**Task to complete:** Using the documentation below, decide whether each statement agrees with it: (a) a negative position value for the text section means the offset is unknown; (b) the text added as a text section may contain any characters; (c) the byteCount parameter of addXML gives the offset of the xml inside the file. Answer yes or no for each, and quote the documentation's deciding words.

Adds a text section. text MUST contain only valid UTF-8 characters! Otherwise the generated XML document may be not well-formed.

Parameters:
position - the absolute position of the first byte of the file fragment represented by this content element inside the current file. A negative value stands for an unknown offset
byteCount - the size of the content element
text - the text to add

addXML

public void addXML(long position,
                   int byteCount,
                   Data data)
            throws IOException
Adds a xml document or fragment to the DeepFile.

Parameters:
position - offset of the xml document/fragement inside the file
byteCount - number of bytes of the xml document/fragment
data - the xml document/fragment
Throws:
IOException - if any error occurs

addXML

public void addXML(long pos,
                   int byteCount,
                   String xml)
Adds a xml document or fragment to the DeepFile.

Parameters:
pos - offset of the xml document/fragement inside the file
byteCount - number of bytes of the xml document/fragment
xml - the xml document/fragment

finish

public void finish()
            throws IOException
Finishes the deep file.

Throws:
IOException - if any error occurs
See Also:
BufferedFileChannel.finish()

Bounding box annotation entries:

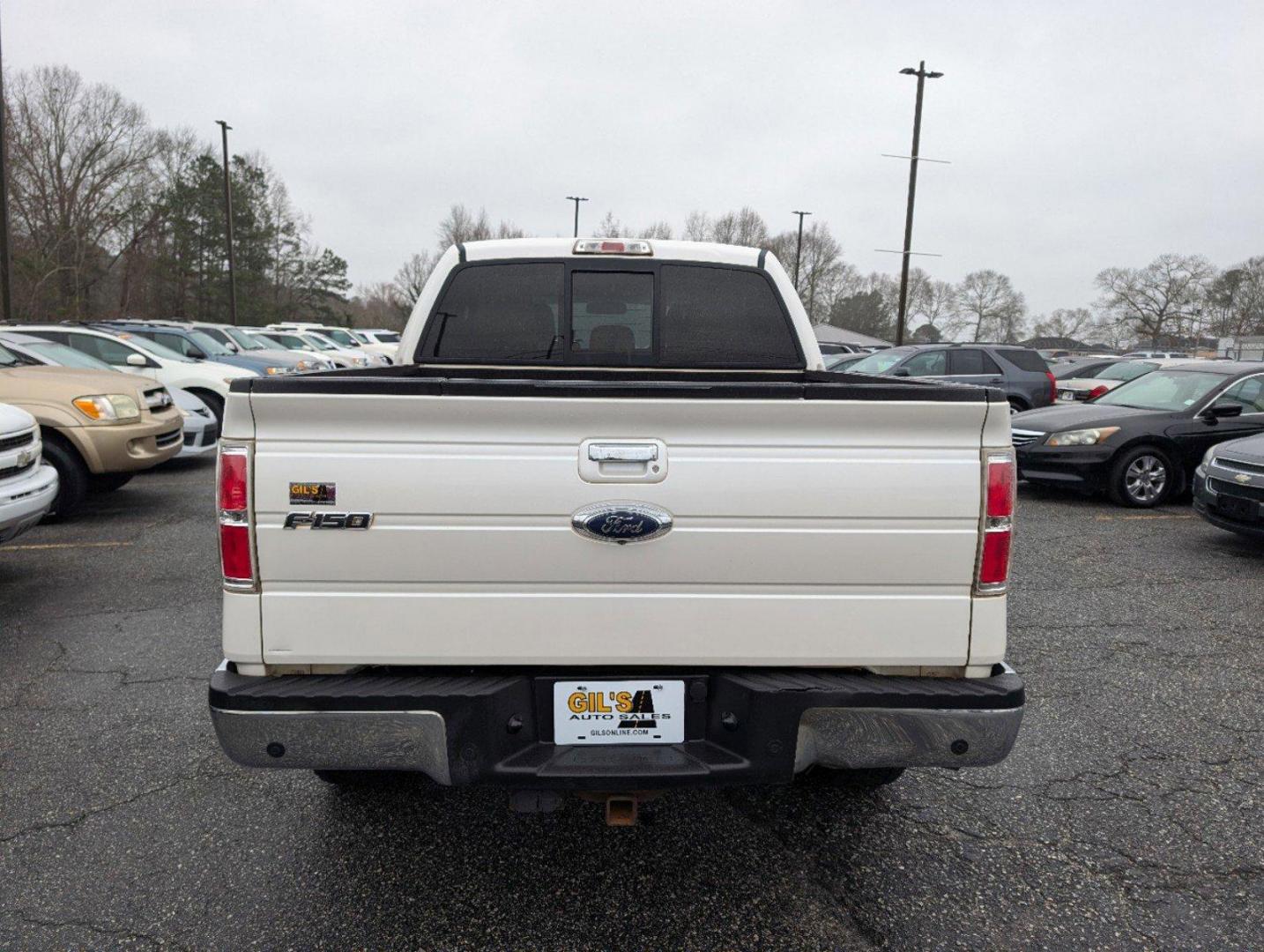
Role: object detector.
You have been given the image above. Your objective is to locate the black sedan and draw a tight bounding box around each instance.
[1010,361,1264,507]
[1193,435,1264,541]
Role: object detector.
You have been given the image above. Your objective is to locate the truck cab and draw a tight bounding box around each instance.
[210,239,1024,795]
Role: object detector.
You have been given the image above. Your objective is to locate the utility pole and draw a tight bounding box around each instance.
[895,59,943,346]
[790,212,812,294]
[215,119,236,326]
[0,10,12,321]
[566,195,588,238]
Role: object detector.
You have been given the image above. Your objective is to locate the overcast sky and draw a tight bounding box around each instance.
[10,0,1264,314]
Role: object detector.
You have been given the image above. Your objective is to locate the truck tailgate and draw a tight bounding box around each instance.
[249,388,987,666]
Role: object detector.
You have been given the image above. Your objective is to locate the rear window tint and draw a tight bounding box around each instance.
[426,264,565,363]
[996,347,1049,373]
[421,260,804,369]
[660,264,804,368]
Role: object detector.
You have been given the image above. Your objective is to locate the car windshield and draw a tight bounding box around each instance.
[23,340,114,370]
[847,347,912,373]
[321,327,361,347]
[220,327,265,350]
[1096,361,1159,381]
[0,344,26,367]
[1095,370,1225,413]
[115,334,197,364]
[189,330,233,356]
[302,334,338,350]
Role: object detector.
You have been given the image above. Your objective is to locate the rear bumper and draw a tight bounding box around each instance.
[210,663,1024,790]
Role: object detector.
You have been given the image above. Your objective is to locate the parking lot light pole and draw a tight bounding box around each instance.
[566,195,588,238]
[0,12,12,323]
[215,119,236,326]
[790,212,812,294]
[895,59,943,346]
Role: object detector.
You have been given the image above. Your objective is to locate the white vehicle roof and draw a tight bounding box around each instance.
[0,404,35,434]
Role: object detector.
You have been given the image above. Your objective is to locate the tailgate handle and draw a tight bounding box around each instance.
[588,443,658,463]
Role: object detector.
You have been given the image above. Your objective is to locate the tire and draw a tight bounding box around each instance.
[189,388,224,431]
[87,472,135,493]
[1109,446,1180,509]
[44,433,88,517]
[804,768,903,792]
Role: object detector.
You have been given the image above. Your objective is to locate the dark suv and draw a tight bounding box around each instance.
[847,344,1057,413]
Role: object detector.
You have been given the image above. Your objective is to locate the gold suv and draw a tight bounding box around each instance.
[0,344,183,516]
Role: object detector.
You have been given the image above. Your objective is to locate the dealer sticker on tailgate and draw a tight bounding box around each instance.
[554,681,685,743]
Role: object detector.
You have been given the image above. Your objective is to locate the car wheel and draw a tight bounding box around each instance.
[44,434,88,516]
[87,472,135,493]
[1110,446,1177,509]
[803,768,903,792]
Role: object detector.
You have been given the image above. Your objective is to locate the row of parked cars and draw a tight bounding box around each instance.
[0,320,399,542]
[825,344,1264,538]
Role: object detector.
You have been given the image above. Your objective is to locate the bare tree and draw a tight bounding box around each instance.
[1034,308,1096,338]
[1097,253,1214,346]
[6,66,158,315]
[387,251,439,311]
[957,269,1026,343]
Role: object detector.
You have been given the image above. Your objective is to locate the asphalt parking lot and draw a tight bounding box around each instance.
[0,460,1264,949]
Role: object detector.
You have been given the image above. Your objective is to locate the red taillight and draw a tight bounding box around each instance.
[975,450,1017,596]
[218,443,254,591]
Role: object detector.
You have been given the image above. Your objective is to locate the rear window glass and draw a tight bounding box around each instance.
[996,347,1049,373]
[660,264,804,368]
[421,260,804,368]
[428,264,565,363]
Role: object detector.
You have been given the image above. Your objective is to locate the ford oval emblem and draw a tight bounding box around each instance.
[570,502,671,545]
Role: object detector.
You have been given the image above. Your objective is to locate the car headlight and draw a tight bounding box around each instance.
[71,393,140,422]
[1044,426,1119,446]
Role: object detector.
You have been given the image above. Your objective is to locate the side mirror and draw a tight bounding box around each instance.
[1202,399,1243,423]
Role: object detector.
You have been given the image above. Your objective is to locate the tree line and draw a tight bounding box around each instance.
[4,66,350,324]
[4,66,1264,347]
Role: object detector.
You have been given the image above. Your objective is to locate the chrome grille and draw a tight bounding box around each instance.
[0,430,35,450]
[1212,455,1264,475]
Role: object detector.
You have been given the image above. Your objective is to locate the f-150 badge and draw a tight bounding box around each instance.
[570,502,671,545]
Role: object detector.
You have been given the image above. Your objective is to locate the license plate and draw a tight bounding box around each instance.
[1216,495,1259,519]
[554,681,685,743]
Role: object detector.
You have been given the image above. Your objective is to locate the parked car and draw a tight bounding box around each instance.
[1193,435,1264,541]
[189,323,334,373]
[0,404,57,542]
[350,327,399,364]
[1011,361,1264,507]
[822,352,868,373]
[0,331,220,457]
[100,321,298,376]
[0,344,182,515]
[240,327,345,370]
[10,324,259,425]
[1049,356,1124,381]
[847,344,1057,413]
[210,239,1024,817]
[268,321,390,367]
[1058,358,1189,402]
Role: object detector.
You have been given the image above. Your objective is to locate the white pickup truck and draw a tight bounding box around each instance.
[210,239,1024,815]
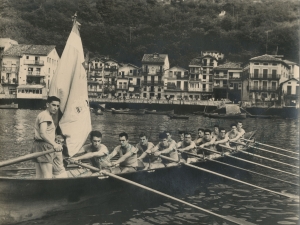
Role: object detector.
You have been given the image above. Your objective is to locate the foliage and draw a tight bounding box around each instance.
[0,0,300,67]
* * *
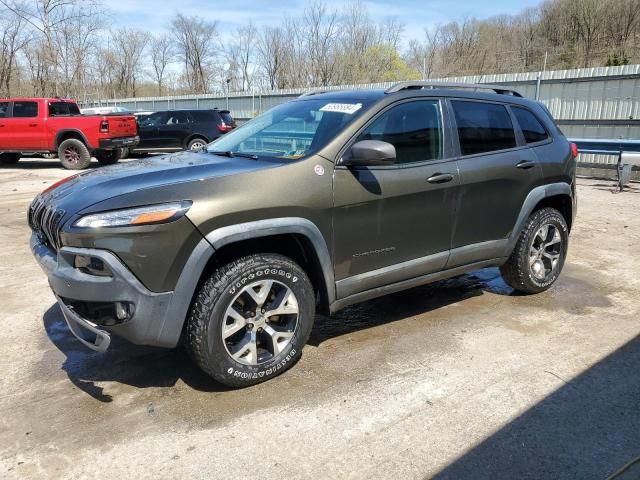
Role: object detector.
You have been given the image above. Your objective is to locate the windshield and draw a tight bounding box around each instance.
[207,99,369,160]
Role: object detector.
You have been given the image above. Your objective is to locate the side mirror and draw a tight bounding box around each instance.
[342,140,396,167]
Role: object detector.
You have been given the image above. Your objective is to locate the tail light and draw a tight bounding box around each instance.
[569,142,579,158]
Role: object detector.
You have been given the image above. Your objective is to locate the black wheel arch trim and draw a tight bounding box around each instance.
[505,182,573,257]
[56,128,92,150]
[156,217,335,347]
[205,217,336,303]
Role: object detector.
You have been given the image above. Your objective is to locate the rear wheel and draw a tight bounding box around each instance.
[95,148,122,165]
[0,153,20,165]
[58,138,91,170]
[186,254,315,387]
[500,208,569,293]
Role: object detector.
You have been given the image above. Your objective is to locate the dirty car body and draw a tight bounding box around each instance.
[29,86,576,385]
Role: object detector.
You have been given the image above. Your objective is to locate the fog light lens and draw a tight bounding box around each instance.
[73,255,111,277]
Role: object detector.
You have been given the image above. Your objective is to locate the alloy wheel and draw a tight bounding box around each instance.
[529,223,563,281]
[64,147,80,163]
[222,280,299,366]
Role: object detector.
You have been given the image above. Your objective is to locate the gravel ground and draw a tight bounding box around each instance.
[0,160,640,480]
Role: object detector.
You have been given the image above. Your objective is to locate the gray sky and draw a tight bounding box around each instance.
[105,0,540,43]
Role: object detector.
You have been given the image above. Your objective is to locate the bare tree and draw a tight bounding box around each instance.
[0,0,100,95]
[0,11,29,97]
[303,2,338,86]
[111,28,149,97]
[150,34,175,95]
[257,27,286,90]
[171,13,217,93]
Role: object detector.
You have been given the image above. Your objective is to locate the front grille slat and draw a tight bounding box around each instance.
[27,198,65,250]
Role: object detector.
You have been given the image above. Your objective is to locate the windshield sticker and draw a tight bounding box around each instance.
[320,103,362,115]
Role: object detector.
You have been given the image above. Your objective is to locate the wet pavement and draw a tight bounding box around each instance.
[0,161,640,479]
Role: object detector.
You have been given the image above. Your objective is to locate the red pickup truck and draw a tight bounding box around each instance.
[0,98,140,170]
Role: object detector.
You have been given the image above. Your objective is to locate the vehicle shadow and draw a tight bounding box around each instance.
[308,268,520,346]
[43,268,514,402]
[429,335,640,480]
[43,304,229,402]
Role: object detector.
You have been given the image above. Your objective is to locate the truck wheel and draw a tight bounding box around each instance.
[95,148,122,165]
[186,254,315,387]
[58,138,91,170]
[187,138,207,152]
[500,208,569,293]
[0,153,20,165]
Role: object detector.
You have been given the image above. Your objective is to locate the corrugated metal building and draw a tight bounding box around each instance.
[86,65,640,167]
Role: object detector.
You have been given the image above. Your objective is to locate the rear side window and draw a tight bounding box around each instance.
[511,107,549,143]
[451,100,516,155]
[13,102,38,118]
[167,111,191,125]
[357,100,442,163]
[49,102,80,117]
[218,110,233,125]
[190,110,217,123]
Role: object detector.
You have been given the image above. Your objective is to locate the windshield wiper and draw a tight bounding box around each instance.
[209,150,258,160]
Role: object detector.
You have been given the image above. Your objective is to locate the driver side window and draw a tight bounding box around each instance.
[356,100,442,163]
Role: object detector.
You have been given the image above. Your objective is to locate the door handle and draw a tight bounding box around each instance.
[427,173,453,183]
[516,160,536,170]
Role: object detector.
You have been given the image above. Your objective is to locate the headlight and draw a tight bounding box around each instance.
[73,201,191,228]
* * *
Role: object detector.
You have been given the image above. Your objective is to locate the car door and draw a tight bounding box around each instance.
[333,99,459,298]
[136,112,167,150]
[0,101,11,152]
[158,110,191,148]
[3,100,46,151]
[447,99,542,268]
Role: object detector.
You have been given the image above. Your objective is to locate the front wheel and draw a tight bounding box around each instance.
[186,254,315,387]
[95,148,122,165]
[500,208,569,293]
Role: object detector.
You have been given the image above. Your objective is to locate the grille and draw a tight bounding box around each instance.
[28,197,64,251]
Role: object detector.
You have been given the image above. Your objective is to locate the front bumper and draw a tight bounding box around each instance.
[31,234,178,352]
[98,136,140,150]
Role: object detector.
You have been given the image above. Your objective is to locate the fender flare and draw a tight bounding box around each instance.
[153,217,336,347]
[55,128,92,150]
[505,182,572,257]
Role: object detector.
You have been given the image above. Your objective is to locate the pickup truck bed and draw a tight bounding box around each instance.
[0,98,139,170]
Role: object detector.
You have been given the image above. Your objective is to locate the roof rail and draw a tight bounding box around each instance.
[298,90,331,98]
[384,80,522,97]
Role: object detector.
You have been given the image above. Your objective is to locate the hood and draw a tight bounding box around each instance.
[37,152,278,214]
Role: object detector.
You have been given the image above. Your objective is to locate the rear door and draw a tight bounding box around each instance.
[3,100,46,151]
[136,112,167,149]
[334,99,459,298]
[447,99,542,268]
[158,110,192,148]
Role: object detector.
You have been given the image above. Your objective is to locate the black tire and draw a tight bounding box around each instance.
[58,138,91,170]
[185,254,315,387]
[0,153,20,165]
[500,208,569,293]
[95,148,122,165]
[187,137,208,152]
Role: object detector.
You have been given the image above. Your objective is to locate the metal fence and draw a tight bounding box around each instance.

**Complete answer:**
(a) Yes: "A negative value stands for an unknown offset"
(b) No: "text MUST contain only valid UTF-8 characters!"
(c) No: "byteCount - number of bytes of the xml document/fragment"